* WHAT YOU HAVE TO DO
Look for the word "outline". Copy every line of the listing where it occurs.

- - - -

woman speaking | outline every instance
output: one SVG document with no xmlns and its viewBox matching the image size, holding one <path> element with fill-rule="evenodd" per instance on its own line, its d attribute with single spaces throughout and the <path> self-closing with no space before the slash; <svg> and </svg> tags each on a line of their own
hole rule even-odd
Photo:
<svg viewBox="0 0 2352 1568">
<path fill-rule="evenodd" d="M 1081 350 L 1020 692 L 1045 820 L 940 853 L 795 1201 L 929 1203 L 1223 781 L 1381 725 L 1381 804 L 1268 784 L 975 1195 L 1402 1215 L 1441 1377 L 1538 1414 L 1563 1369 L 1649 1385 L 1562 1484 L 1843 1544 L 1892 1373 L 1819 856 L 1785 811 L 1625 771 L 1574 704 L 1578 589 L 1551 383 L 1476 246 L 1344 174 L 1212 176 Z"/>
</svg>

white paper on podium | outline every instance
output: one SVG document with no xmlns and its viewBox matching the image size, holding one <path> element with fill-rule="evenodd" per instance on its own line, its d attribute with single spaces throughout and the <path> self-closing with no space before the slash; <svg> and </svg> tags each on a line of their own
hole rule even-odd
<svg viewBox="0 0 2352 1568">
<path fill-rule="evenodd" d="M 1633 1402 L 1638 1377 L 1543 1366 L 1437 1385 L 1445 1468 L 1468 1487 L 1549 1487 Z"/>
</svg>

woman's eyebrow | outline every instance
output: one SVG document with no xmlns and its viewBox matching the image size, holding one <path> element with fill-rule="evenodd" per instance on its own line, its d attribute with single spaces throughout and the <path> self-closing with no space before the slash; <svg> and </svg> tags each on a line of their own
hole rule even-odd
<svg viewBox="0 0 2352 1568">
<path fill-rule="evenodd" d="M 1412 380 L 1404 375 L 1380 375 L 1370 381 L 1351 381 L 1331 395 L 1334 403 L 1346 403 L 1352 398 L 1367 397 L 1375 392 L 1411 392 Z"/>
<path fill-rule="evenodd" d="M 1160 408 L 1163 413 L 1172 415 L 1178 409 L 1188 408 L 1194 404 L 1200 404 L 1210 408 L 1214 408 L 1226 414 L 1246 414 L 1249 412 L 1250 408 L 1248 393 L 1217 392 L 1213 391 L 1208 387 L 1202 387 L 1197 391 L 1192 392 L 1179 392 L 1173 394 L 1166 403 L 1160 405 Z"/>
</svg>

- - - -

* REPLY TO THE TASK
woman speaking | outline every instance
white paper on podium | outline every instance
woman's eyebrow | outline every instance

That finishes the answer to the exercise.